_AIM OF THE EXERCISE_:
In the items below, write out the part that starts with the line containing "Question 11: Identify the suv tire" and runs through the end of the items. Reproduce every line exactly, with nothing else.

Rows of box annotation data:

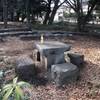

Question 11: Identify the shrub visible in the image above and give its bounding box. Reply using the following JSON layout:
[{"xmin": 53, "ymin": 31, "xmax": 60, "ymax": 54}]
[{"xmin": 0, "ymin": 77, "xmax": 30, "ymax": 100}]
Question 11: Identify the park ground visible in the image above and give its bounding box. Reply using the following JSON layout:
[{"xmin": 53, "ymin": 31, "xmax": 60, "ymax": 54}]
[{"xmin": 0, "ymin": 36, "xmax": 100, "ymax": 100}]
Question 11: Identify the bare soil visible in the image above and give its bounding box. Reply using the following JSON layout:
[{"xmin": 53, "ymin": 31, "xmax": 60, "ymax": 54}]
[{"xmin": 0, "ymin": 36, "xmax": 100, "ymax": 100}]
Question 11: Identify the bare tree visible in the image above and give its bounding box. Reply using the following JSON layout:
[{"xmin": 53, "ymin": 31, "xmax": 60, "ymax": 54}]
[
  {"xmin": 66, "ymin": 0, "xmax": 99, "ymax": 31},
  {"xmin": 2, "ymin": 0, "xmax": 8, "ymax": 28}
]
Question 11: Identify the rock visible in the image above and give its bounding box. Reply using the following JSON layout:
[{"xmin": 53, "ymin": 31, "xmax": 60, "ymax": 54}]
[
  {"xmin": 15, "ymin": 56, "xmax": 36, "ymax": 81},
  {"xmin": 68, "ymin": 53, "xmax": 84, "ymax": 67},
  {"xmin": 51, "ymin": 63, "xmax": 79, "ymax": 86}
]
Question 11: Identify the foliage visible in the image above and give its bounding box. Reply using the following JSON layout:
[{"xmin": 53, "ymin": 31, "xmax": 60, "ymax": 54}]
[{"xmin": 0, "ymin": 77, "xmax": 30, "ymax": 100}]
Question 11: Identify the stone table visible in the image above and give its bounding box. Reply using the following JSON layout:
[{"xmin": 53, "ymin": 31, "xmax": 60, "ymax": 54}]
[{"xmin": 35, "ymin": 41, "xmax": 71, "ymax": 70}]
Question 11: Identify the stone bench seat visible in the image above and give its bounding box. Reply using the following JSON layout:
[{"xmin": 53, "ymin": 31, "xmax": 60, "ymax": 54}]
[
  {"xmin": 51, "ymin": 63, "xmax": 79, "ymax": 86},
  {"xmin": 68, "ymin": 53, "xmax": 84, "ymax": 68},
  {"xmin": 15, "ymin": 56, "xmax": 36, "ymax": 81}
]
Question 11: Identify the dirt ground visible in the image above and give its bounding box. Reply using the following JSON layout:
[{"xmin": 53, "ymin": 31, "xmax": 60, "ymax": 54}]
[{"xmin": 0, "ymin": 36, "xmax": 100, "ymax": 100}]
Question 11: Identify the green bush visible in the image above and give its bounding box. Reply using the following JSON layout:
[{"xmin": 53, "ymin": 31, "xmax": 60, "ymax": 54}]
[{"xmin": 0, "ymin": 77, "xmax": 30, "ymax": 100}]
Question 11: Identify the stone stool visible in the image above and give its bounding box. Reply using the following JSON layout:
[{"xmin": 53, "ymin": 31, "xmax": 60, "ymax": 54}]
[
  {"xmin": 15, "ymin": 56, "xmax": 36, "ymax": 81},
  {"xmin": 51, "ymin": 63, "xmax": 79, "ymax": 86},
  {"xmin": 68, "ymin": 53, "xmax": 84, "ymax": 67}
]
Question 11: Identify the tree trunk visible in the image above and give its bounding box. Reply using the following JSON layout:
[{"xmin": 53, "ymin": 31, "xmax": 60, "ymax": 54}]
[
  {"xmin": 2, "ymin": 0, "xmax": 8, "ymax": 28},
  {"xmin": 48, "ymin": 7, "xmax": 58, "ymax": 24},
  {"xmin": 26, "ymin": 0, "xmax": 31, "ymax": 29},
  {"xmin": 48, "ymin": 0, "xmax": 60, "ymax": 24},
  {"xmin": 43, "ymin": 0, "xmax": 52, "ymax": 24},
  {"xmin": 43, "ymin": 11, "xmax": 50, "ymax": 25}
]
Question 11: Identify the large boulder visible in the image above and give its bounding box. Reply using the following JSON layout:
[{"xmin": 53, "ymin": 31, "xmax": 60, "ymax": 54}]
[
  {"xmin": 51, "ymin": 63, "xmax": 79, "ymax": 86},
  {"xmin": 15, "ymin": 56, "xmax": 36, "ymax": 81}
]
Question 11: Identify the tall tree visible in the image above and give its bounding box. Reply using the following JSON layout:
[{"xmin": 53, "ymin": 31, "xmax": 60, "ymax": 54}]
[
  {"xmin": 66, "ymin": 0, "xmax": 99, "ymax": 31},
  {"xmin": 43, "ymin": 0, "xmax": 66, "ymax": 24},
  {"xmin": 2, "ymin": 0, "xmax": 8, "ymax": 28}
]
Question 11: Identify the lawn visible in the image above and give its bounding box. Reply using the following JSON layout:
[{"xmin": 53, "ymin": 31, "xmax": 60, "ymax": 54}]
[{"xmin": 0, "ymin": 36, "xmax": 100, "ymax": 100}]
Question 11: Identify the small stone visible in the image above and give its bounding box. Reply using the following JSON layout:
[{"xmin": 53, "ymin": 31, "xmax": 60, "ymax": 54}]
[
  {"xmin": 67, "ymin": 53, "xmax": 84, "ymax": 67},
  {"xmin": 15, "ymin": 56, "xmax": 36, "ymax": 81},
  {"xmin": 51, "ymin": 63, "xmax": 79, "ymax": 86}
]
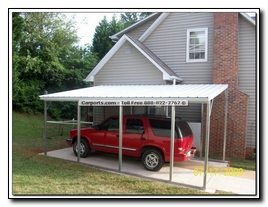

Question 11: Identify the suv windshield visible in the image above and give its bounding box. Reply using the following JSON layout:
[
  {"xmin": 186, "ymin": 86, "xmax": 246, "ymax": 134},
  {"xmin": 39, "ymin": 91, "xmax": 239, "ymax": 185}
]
[{"xmin": 176, "ymin": 121, "xmax": 193, "ymax": 137}]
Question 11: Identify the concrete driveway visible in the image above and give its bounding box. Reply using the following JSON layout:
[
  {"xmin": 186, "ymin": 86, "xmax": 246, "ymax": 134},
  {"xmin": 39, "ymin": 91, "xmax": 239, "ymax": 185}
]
[{"xmin": 40, "ymin": 147, "xmax": 257, "ymax": 196}]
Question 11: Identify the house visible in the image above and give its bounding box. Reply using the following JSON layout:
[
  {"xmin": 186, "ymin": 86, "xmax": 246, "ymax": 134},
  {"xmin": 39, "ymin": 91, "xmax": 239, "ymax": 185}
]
[{"xmin": 85, "ymin": 12, "xmax": 257, "ymax": 158}]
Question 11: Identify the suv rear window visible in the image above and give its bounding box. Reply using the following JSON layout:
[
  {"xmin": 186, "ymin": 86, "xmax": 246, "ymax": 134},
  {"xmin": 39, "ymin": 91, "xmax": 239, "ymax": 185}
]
[{"xmin": 149, "ymin": 119, "xmax": 178, "ymax": 138}]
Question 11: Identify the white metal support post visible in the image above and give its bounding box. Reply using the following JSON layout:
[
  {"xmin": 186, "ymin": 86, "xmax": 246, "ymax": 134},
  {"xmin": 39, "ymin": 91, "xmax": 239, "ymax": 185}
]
[
  {"xmin": 222, "ymin": 88, "xmax": 228, "ymax": 161},
  {"xmin": 119, "ymin": 103, "xmax": 123, "ymax": 171},
  {"xmin": 44, "ymin": 101, "xmax": 47, "ymax": 155},
  {"xmin": 203, "ymin": 100, "xmax": 213, "ymax": 189},
  {"xmin": 169, "ymin": 105, "xmax": 175, "ymax": 182},
  {"xmin": 77, "ymin": 101, "xmax": 81, "ymax": 162}
]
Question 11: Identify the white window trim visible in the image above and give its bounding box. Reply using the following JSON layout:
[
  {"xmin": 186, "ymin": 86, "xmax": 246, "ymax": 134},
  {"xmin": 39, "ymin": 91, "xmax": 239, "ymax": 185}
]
[{"xmin": 186, "ymin": 28, "xmax": 208, "ymax": 63}]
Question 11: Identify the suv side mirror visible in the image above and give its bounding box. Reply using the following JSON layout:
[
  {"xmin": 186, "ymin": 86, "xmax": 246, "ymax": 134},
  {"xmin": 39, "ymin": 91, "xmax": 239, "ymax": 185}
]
[{"xmin": 93, "ymin": 124, "xmax": 100, "ymax": 130}]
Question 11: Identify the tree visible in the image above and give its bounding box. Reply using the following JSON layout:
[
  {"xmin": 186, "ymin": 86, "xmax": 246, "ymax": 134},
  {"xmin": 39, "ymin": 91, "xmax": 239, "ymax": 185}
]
[{"xmin": 12, "ymin": 12, "xmax": 97, "ymax": 117}]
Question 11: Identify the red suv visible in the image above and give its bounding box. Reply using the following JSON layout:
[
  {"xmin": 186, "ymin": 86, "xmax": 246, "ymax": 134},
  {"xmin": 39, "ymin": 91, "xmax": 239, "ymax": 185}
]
[{"xmin": 66, "ymin": 115, "xmax": 196, "ymax": 171}]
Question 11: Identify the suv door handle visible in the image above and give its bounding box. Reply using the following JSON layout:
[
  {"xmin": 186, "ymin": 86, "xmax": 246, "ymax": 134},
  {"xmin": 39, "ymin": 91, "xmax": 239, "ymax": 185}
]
[{"xmin": 141, "ymin": 137, "xmax": 146, "ymax": 140}]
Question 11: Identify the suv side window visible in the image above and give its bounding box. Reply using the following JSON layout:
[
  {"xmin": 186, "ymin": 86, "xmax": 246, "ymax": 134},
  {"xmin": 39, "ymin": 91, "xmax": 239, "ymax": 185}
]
[
  {"xmin": 176, "ymin": 121, "xmax": 193, "ymax": 137},
  {"xmin": 126, "ymin": 119, "xmax": 144, "ymax": 134},
  {"xmin": 100, "ymin": 118, "xmax": 119, "ymax": 131},
  {"xmin": 149, "ymin": 119, "xmax": 178, "ymax": 138}
]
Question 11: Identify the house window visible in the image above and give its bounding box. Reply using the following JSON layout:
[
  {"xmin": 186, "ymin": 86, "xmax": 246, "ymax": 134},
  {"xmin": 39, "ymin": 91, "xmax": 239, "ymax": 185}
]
[{"xmin": 186, "ymin": 28, "xmax": 208, "ymax": 62}]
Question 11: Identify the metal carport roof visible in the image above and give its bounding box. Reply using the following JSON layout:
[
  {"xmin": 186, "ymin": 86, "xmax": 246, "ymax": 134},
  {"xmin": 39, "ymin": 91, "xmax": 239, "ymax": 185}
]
[
  {"xmin": 39, "ymin": 84, "xmax": 228, "ymax": 103},
  {"xmin": 39, "ymin": 84, "xmax": 228, "ymax": 189}
]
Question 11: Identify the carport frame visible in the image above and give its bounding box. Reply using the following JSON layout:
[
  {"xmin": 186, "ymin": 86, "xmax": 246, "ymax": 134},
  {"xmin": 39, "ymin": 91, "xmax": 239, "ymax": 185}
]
[{"xmin": 39, "ymin": 84, "xmax": 228, "ymax": 190}]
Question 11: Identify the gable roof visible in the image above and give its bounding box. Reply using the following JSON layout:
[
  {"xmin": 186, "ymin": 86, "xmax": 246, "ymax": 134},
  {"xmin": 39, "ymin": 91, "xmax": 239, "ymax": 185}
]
[
  {"xmin": 85, "ymin": 34, "xmax": 183, "ymax": 82},
  {"xmin": 109, "ymin": 13, "xmax": 161, "ymax": 42},
  {"xmin": 110, "ymin": 12, "xmax": 256, "ymax": 42}
]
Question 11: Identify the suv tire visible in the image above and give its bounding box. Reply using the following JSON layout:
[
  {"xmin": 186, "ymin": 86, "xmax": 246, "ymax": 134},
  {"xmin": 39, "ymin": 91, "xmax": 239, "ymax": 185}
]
[
  {"xmin": 73, "ymin": 139, "xmax": 90, "ymax": 158},
  {"xmin": 142, "ymin": 149, "xmax": 164, "ymax": 171}
]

_WRITTEN ANSWER_:
Question 11: Identify the suv tire visible in the image above and give its bounding box. Reply using the following JSON layout:
[
  {"xmin": 186, "ymin": 86, "xmax": 246, "ymax": 134},
  {"xmin": 39, "ymin": 91, "xmax": 239, "ymax": 185}
]
[
  {"xmin": 73, "ymin": 139, "xmax": 90, "ymax": 158},
  {"xmin": 142, "ymin": 149, "xmax": 164, "ymax": 171}
]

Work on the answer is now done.